WHAT TO DO:
Show each line of the material that contains the word "wooden", copying every such line in full. Case counts.

Entries drawn from a collection:
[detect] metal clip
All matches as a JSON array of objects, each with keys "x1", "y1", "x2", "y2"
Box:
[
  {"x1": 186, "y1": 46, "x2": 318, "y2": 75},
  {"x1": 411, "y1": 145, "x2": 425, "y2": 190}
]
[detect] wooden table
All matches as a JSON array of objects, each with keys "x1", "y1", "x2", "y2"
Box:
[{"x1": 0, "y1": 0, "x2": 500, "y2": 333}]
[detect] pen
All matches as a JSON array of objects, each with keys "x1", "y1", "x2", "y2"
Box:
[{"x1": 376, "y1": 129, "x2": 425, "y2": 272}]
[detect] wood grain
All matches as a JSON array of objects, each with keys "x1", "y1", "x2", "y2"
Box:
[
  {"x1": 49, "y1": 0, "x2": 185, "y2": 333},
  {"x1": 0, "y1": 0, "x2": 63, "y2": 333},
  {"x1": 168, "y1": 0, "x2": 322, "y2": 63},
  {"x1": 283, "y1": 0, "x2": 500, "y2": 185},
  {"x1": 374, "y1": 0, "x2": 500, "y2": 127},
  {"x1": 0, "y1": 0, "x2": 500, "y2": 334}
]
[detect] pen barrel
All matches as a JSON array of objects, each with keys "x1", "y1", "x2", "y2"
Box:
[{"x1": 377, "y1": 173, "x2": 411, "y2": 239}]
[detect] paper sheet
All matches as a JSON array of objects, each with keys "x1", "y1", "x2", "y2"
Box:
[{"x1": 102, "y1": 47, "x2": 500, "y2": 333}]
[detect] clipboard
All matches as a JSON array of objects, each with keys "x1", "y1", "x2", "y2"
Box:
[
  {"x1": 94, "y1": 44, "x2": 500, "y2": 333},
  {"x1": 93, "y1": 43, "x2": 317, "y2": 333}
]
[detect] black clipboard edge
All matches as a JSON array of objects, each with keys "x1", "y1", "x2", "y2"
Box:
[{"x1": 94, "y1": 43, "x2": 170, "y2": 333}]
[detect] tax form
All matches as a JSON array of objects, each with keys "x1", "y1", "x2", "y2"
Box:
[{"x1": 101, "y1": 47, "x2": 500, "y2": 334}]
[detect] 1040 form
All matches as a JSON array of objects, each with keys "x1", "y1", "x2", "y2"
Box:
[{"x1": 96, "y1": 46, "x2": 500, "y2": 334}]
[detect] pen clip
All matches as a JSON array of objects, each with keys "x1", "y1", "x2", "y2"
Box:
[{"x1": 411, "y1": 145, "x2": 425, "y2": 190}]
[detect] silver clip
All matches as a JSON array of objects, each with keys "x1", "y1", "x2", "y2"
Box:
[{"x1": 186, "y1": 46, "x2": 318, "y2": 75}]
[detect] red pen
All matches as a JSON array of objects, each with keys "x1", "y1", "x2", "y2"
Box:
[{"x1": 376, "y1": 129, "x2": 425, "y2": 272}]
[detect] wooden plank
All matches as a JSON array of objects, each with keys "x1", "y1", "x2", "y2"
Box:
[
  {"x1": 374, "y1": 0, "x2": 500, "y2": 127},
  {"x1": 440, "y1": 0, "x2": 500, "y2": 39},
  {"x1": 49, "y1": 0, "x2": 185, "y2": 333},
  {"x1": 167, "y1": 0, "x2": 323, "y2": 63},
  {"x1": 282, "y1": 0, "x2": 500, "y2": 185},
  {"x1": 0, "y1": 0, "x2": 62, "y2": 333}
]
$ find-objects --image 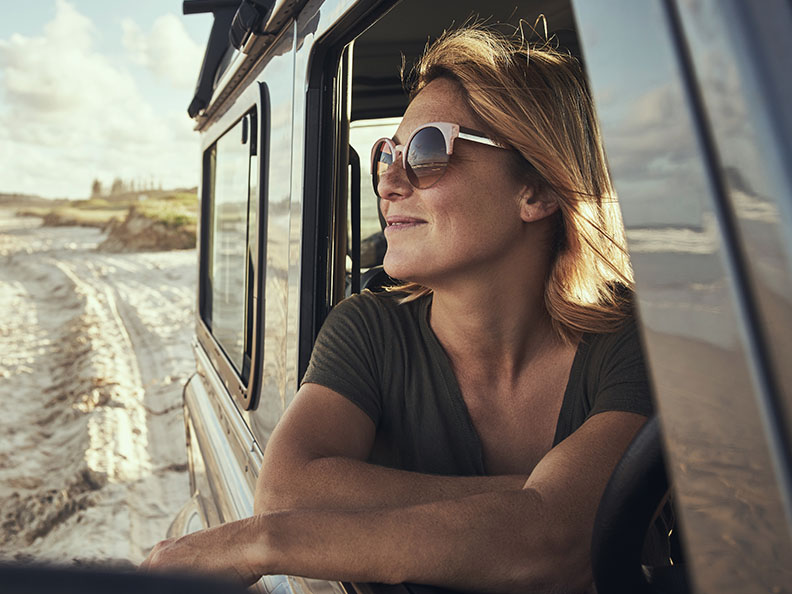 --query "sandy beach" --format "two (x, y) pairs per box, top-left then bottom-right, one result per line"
(0, 210), (196, 566)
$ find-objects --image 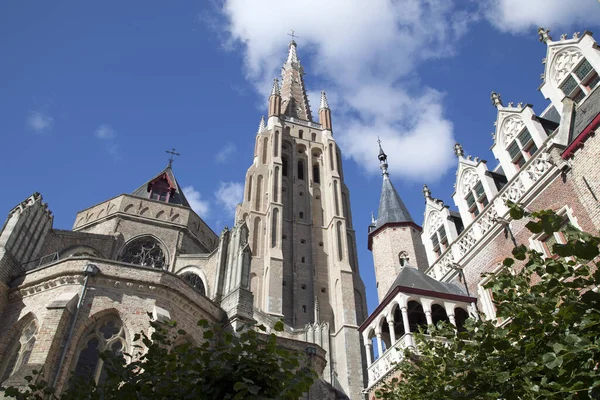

TASK ANSWER:
[detect] wooden table
[detect] wooden plank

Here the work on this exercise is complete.